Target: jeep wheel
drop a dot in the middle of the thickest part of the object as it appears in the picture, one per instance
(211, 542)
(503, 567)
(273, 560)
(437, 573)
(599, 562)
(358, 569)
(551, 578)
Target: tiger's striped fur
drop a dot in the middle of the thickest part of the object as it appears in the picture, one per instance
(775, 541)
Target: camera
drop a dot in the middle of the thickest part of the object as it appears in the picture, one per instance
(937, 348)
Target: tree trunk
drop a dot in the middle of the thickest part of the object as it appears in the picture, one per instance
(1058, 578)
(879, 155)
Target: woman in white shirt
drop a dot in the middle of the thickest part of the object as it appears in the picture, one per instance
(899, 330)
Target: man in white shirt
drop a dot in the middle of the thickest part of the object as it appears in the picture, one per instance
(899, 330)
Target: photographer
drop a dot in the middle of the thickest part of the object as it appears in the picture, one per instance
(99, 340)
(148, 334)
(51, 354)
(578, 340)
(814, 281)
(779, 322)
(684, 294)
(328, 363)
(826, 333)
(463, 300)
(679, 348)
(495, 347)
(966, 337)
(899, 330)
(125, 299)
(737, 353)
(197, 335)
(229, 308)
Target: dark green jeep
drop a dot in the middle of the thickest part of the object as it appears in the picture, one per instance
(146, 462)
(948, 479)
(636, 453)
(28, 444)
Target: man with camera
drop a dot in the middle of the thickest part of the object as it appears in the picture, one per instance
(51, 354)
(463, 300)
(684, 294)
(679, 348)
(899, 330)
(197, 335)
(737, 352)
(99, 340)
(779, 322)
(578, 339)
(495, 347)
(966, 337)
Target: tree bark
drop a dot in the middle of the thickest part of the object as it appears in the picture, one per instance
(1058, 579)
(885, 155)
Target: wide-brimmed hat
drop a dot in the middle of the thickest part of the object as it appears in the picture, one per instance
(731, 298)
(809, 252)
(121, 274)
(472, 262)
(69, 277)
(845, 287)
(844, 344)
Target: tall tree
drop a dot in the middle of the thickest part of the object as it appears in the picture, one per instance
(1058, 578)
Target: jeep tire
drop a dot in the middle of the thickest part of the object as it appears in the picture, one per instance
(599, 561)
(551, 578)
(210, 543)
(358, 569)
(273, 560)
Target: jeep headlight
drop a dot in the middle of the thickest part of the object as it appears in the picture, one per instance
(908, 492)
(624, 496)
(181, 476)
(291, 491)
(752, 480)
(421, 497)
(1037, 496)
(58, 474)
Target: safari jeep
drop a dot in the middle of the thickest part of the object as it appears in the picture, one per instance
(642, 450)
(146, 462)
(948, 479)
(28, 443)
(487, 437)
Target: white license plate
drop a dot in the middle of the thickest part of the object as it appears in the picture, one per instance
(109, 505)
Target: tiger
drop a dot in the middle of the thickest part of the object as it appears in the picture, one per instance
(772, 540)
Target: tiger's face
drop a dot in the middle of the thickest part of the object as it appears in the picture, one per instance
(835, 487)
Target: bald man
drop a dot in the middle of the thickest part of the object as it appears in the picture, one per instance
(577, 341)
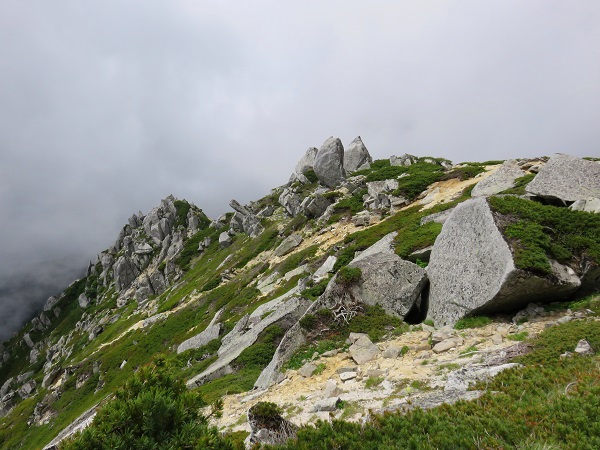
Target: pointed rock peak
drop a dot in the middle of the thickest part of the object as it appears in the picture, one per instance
(567, 178)
(357, 156)
(329, 163)
(307, 161)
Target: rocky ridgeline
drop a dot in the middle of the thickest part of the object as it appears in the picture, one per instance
(473, 268)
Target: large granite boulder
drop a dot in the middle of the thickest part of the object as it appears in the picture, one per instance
(290, 201)
(125, 271)
(288, 244)
(403, 160)
(471, 270)
(567, 178)
(244, 220)
(357, 156)
(307, 161)
(283, 311)
(386, 279)
(503, 178)
(329, 163)
(314, 206)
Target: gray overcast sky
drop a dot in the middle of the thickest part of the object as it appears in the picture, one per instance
(108, 106)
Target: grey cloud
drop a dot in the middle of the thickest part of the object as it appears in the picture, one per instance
(107, 107)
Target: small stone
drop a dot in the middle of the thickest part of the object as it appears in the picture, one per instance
(307, 370)
(584, 348)
(345, 376)
(447, 344)
(328, 404)
(391, 352)
(497, 339)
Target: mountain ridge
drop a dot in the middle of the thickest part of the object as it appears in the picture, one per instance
(241, 289)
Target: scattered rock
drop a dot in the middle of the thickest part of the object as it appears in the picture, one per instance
(307, 370)
(28, 340)
(363, 350)
(314, 206)
(403, 160)
(588, 205)
(497, 339)
(329, 163)
(447, 344)
(324, 271)
(345, 376)
(290, 201)
(503, 178)
(357, 156)
(331, 389)
(267, 426)
(307, 161)
(84, 302)
(225, 240)
(288, 244)
(208, 334)
(326, 404)
(386, 279)
(391, 352)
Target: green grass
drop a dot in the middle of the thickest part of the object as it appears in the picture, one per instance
(548, 403)
(373, 382)
(520, 184)
(538, 232)
(518, 336)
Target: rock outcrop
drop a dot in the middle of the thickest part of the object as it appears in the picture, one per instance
(357, 156)
(284, 310)
(307, 161)
(290, 201)
(208, 334)
(386, 279)
(567, 179)
(329, 163)
(503, 178)
(244, 220)
(471, 270)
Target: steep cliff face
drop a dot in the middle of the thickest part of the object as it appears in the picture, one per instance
(339, 249)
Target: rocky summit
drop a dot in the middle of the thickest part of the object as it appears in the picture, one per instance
(360, 287)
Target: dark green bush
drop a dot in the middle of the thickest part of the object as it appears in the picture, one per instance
(347, 276)
(152, 410)
(311, 175)
(538, 232)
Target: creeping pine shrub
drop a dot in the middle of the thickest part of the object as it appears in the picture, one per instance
(539, 232)
(152, 410)
(472, 322)
(311, 175)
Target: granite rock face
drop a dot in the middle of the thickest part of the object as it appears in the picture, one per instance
(307, 161)
(290, 201)
(471, 270)
(244, 220)
(329, 163)
(357, 156)
(502, 179)
(403, 160)
(567, 178)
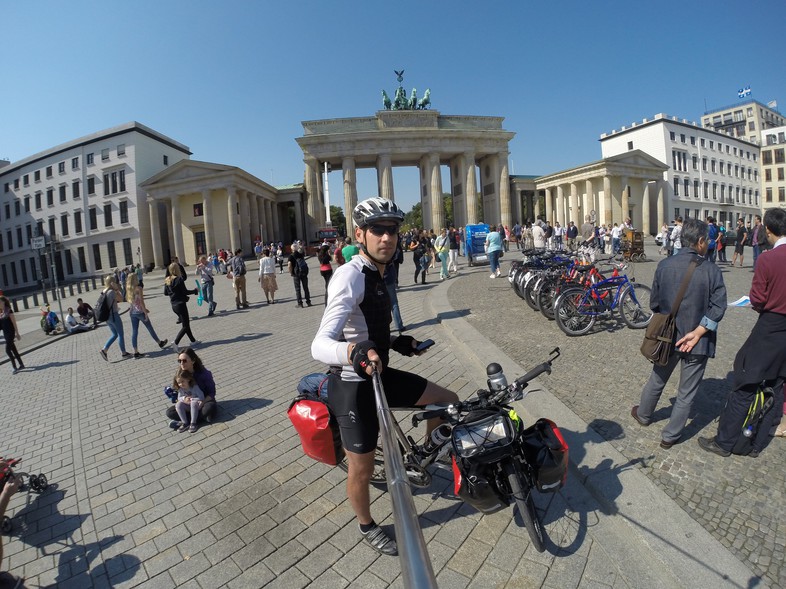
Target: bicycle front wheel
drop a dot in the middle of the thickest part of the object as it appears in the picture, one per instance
(635, 306)
(572, 312)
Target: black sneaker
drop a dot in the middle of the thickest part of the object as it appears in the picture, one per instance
(380, 541)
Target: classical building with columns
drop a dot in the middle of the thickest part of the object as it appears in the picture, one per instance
(608, 191)
(197, 208)
(709, 173)
(474, 147)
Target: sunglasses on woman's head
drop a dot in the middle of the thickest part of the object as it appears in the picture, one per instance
(380, 230)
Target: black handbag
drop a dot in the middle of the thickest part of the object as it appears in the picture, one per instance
(659, 336)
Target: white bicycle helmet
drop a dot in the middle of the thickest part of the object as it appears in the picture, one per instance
(376, 209)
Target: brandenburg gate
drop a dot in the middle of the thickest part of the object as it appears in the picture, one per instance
(408, 134)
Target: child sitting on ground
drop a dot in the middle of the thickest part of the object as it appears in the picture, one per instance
(189, 395)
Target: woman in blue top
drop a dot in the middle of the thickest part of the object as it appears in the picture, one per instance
(494, 249)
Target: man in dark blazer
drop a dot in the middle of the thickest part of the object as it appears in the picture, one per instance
(701, 309)
(762, 358)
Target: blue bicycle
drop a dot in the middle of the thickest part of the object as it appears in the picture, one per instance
(577, 308)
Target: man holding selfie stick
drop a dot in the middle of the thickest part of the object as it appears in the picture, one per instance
(353, 335)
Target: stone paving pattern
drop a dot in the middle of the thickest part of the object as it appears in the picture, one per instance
(133, 503)
(740, 500)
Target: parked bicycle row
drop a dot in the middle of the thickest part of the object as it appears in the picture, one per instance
(578, 290)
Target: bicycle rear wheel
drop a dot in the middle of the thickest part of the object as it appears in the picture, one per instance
(635, 306)
(573, 313)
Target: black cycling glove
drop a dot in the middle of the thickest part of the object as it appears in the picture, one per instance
(359, 357)
(403, 345)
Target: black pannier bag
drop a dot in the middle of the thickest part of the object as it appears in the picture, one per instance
(547, 451)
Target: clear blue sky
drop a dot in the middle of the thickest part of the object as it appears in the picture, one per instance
(233, 79)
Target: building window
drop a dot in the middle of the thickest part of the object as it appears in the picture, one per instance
(97, 256)
(110, 250)
(128, 253)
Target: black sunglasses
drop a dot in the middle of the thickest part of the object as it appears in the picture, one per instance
(380, 230)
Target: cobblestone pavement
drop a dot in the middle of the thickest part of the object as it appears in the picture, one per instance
(237, 504)
(740, 500)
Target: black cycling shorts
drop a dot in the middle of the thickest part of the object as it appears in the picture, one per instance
(355, 409)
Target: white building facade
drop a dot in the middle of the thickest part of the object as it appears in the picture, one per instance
(709, 173)
(85, 196)
(773, 167)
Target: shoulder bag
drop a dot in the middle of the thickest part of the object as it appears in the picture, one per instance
(659, 337)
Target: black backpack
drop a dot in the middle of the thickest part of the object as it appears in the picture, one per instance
(103, 307)
(301, 266)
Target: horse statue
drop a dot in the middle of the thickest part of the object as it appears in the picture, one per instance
(425, 102)
(400, 100)
(412, 104)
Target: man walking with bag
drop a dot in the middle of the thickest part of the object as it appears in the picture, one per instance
(700, 311)
(762, 358)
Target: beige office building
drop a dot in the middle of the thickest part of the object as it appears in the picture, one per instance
(745, 120)
(773, 167)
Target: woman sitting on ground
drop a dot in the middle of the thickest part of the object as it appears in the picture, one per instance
(187, 359)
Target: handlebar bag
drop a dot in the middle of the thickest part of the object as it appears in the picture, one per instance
(547, 451)
(314, 423)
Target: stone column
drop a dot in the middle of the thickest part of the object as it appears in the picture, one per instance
(607, 202)
(504, 191)
(435, 196)
(549, 206)
(385, 176)
(574, 214)
(625, 199)
(245, 222)
(208, 216)
(177, 231)
(350, 189)
(253, 201)
(155, 230)
(470, 189)
(234, 231)
(645, 208)
(589, 202)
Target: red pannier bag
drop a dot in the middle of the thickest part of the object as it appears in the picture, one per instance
************
Problem = In the listing above, find the line containing "Target: handlebar bag", then reproduce it and each line after it through the end, exactly and with nothing added.

Result for this exercise =
Target: handlebar bag
drop a dot in the middle of the thickest part of the object as it appears in the picture, one per instance
(547, 451)
(314, 423)
Target: stone column
drop a dot in the middle of the thickest part of the object as it appears in the picture, one per instance
(607, 202)
(504, 191)
(435, 196)
(549, 206)
(385, 176)
(574, 214)
(625, 199)
(245, 222)
(208, 216)
(177, 231)
(350, 189)
(253, 201)
(155, 230)
(470, 189)
(234, 231)
(645, 208)
(589, 202)
Target: red pannier bag
drop a dot in the middle of the thickest part of the object as it appears in the picture, one per instance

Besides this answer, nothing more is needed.